_EXTRAHIERTER TEXT_.
- - - - -
Die Lage ist ernst: Europa steht kurz vor der Übernahme durch amerikanische Großkonzerne. Diese dunklen Mächte nutzen das geplante Freihandelsabkommen der EU mit den USA, um den schwachen Europäern eine neue, perfide Paralleljustiz aufzwingen. Über private Schiedsgerichte wollen sie die EU-Staaten mit milliardenschweren Klagen eindecken. So torpedieren ihre skrupellosen Anwälte jedes unliebsame Gesetz, das ihre hemmungslose Profitgier zügeln könnte. Durch diesen heimlichen Staatsstreich unterhöhlen sie die Demokratie und zerstören den Rechtsstaat.
- - - - -
_AUFGABENSTELLUNG_. Über welche Einrichtungen wollen die Großkonzerne laut dem Text zum Freihandelsabkommen die EU-Staaten mit milliardenschweren Klagen eindecken? Bitte antworte in einem kurzen Satz.

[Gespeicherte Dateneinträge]
- - - - -
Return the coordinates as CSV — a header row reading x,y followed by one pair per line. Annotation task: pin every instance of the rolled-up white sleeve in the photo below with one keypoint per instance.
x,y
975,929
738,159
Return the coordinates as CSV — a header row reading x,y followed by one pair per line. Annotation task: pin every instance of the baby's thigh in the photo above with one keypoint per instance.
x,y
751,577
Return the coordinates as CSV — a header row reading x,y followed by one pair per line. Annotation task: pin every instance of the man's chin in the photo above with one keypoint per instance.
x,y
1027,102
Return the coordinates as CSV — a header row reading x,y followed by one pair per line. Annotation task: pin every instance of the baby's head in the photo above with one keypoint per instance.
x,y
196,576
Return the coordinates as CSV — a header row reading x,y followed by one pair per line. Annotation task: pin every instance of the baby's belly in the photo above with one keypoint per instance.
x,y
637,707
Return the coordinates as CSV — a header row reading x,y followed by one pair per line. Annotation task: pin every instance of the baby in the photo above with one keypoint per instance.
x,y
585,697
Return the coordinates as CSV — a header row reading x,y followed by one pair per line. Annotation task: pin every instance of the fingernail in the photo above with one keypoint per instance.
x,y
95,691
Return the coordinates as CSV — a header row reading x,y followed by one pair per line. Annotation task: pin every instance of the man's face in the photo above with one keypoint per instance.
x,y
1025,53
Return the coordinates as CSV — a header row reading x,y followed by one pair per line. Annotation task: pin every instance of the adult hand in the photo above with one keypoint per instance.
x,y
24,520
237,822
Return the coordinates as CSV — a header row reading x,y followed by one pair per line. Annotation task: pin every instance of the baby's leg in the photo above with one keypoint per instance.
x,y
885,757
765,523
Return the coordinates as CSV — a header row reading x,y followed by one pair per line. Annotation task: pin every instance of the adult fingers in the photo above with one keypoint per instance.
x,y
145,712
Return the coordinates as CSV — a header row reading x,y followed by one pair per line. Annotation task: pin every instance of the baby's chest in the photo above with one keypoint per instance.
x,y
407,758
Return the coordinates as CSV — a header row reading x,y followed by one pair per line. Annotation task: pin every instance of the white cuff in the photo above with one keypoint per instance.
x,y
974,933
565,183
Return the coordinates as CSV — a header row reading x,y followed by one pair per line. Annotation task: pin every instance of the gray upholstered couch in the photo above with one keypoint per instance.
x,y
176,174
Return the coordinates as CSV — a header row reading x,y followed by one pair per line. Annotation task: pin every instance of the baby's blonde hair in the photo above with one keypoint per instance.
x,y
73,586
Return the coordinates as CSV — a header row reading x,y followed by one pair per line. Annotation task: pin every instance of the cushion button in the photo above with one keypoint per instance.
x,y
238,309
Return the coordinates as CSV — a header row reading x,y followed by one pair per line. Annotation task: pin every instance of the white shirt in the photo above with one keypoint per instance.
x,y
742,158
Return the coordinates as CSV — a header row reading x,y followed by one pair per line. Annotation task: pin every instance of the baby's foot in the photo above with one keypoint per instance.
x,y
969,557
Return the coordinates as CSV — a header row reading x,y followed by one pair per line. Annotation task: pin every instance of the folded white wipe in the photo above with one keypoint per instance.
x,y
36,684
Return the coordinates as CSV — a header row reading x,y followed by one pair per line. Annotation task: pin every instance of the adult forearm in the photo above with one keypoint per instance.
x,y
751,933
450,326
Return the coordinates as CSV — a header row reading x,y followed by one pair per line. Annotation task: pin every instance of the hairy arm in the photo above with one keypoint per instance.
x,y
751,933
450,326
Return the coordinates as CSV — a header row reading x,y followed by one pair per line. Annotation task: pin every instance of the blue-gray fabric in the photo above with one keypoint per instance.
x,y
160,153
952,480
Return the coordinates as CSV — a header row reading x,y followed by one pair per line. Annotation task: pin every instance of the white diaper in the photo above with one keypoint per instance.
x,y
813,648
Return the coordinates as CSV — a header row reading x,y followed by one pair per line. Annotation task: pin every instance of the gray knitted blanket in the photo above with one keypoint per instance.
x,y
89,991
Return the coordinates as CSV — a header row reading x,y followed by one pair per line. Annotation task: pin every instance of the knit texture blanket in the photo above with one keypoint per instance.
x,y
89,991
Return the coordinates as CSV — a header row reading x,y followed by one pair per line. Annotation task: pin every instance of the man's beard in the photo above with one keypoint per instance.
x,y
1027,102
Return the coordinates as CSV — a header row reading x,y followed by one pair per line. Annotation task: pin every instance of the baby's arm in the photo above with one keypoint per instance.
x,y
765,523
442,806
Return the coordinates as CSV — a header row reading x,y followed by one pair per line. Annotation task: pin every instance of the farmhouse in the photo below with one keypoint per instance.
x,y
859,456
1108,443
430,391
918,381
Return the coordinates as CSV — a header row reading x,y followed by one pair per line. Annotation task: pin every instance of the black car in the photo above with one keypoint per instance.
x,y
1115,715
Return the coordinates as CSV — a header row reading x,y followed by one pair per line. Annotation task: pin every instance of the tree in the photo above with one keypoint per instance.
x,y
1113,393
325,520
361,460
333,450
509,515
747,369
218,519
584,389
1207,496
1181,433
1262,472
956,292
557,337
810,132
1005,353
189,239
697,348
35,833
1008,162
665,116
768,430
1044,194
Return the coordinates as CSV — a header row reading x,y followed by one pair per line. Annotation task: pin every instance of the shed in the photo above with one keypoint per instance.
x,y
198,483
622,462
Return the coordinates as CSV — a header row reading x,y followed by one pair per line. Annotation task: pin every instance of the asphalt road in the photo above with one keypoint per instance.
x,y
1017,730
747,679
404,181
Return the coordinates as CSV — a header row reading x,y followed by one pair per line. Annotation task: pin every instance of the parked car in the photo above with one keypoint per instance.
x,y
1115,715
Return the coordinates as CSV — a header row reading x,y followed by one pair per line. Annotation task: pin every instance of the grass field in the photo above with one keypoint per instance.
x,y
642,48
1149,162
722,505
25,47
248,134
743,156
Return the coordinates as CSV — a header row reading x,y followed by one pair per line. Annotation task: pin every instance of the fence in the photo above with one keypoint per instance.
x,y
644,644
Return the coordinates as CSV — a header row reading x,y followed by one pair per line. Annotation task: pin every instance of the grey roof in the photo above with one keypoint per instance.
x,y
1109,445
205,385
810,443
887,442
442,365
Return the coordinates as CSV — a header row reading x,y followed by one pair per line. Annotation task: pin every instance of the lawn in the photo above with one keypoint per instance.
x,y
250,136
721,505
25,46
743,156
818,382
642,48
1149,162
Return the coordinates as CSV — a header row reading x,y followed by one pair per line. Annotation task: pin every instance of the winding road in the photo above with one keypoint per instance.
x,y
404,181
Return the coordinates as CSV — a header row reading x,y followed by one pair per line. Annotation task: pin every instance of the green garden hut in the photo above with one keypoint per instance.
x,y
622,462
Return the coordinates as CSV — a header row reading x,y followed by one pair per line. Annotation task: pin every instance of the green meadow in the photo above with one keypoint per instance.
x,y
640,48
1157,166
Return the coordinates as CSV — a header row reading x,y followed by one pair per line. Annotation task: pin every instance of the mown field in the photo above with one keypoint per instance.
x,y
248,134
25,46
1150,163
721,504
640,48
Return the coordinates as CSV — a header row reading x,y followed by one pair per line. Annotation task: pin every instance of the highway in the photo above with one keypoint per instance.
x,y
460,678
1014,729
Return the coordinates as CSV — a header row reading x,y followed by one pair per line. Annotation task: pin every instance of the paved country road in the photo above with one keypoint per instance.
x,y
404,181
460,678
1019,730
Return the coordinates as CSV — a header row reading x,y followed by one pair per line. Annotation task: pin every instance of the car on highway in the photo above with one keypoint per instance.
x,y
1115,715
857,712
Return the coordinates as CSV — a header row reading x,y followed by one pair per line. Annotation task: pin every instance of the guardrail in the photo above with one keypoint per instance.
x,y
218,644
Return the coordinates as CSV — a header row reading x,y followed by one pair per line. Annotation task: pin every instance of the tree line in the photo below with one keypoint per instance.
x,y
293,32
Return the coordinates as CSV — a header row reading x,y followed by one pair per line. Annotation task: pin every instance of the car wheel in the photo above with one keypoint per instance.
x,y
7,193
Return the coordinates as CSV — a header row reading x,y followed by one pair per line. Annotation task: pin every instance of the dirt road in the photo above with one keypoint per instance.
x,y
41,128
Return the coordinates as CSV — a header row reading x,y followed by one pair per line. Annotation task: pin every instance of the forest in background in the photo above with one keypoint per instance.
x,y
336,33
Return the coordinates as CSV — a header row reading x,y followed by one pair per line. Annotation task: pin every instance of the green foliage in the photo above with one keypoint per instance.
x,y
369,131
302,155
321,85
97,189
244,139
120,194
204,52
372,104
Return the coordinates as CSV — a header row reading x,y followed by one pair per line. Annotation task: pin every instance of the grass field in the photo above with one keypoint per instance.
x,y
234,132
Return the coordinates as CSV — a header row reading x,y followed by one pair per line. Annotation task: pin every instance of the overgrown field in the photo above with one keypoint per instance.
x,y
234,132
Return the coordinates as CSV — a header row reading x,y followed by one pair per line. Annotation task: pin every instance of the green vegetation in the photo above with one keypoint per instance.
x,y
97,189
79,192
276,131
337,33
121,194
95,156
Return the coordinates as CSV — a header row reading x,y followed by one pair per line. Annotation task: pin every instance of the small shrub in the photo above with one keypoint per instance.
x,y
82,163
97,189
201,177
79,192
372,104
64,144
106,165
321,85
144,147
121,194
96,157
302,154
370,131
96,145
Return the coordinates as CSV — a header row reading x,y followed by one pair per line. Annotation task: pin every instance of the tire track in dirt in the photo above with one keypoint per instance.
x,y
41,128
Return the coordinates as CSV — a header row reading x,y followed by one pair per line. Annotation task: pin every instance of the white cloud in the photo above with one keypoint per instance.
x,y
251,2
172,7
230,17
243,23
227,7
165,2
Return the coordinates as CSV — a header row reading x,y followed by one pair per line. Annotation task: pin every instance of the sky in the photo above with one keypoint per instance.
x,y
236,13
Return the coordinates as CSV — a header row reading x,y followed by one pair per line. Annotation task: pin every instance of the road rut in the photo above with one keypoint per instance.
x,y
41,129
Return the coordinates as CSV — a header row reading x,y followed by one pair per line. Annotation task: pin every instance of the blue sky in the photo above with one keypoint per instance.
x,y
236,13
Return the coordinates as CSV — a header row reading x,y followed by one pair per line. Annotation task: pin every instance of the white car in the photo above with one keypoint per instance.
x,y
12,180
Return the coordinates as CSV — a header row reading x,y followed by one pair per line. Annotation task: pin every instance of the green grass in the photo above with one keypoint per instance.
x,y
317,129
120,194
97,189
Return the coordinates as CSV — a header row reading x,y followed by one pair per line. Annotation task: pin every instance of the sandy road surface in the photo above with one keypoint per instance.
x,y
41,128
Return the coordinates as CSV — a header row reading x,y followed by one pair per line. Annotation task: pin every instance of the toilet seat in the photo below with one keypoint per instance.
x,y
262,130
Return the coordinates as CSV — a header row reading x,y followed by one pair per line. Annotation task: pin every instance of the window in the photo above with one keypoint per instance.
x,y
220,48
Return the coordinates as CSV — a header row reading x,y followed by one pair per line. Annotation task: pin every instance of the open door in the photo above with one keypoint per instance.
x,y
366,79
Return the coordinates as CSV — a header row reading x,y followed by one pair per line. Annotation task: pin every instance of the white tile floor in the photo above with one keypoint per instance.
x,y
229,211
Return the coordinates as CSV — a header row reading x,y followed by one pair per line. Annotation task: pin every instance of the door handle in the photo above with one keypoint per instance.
- - - - -
_VOLLSTÄNDIGE AUSGABE_. Sie wollen das über private Schiedsgerichte tun.